*ИСХОДНЫЙ ТЕКСТ*.
▶

Вероятно, вместе с постройкой IV—45 это сооружение составляло единый комплекс — хоромы, в которых размещались жилые покои владельца усадьбы и мастерские.
За время жизни этого дома, с 50-х годов до 1194 г., т. е. примерно за 40 лет, в нем должно было смениться не менее двух поколений новгородцев. В первый период, примерно до 80-х годов XII в., в этих хоромах кроме жилых помещений располагалась мастерская по обработке меди, бронзы, олова и серебра. В 80-х годах ее сменяет мастерская живописца.
Рис. 25. Сруб IV—45. Развал печи
Сруб I—6. Эта небольшая постройка располагалась в южной части усадьбы, по другую сторону дворовой вымостки. Сруб размерами 5,8x5,4 м сооружен из бревен диаметром 24—26 см, рублен в обло. Как и сруб IV—45, эта постройка покоилась на песчаной подушке толщиной 25 см, которую подстилала тонкая прослойка глины толщиной 3—5 см (рис. 28). Сруб сохранился полностью на один венец, на северной стене — два бревна. Внутри помещения — два больших участка пола, вероятно пола подклети. В северной части на площади около 4,5 кв. м пол был выложен из плинфы размерами 34x16 см, толщиной 4см. Всего здесь уложено восемь рядов плинфы, по шесть в каждом. Пол из плинфы подходил вплотную к северной стене сруба. В южной половине постройки сохранился тесовый пол, доски настланы по направлению с севера на юг. Следов печи, к сожалению, зафиксировать не удалось, но печь в этом доме, надо полагать, была (рис. 29).
С запада к срубу I—6 примыкала небольшая постройка II—19, сооруженная значительно раньше сруба I—6, примерно в 20-х или 30-х годах XII в. После соответствующего ремонта (его следы сохранились в срубе) этот дом продолжал функционировать и во второй половине XII в. (рис. 30). Сруб имел размеры 3,8x3,5 м. Он сохранился на три венца. В его юго-восточном углу прослежены остатки печи. Внутри сруба — следы трех полов, что говорит о неоднократном ремонте этого дома. Нижний тесовый пол сохранился почти на всем пространстве сруба, доски настланы в направлении с востока на запад. Пол лежал на трех переводинах. Второй пол лежал также на трех переводинах, но был настлан из тонких бревен, сверху немного стесанных на плоскость. На остатках этого пола покоились переводины третьего пола.

◀

*СОДЕРЖИМОЕ НАБОРА ДАННЫХ*.
▶

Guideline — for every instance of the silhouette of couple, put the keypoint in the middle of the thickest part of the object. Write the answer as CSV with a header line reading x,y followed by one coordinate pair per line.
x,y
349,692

◀

*ЗАДАНИЕ 1*. Назовите все металлы, которые, по исходному тексту, обрабатывали в мастерской, располагавшейся в хоромах до 80-х годов XII века.
*ЗАДАНИЕ 2*. Напишите продолжение исходного текста о срубах новгородской усадьбы, начиная сразу после его последнего предложения.

*ОТВЕТ 1*. Медь, бронза, олово, серебро.

*ОТВЕТ 2*.
Сруб II—18, расположенный западнее сруба II—19, вскрыт частично (только юго-восточный угол), но судя по восточной его стене, это была постройка не меньше 6,4x7—8 м. Венцы сруба лежали на песчаной подушке. Сохранился только один венец восточной и части южной стены.
Все постройки южной и северной половин усадьбы были объединены дворовой вымосткой, которая шла с запада на восток от ворот на Пробойной улице. Вымостка хорошо сохранилась в длину на 8 м, она имела ширину 3 м (рис. 31). Частокол, ограничивающий усадьбу во время описанного только что горизонта, уцелел частично на участках вдоль Черницыной улицы, сзади восточной стены дома IV—45, за домом IV—49, а также на юге, вдоль стены сруба 1—6 (рис. 32).
Все сооружения усадьбы сгорели во время грандиозного пожара 1194 г. После пожара владелец усадьбы начинает восстановительные работы. Застройка усадьбы несколько изменяется, строятся более простые и более дешевые дома. На усадьбе раскопаны остатки пяти срубов, составлявших, вероятно, два хоромных комплекса — северный и южный (рис. 33).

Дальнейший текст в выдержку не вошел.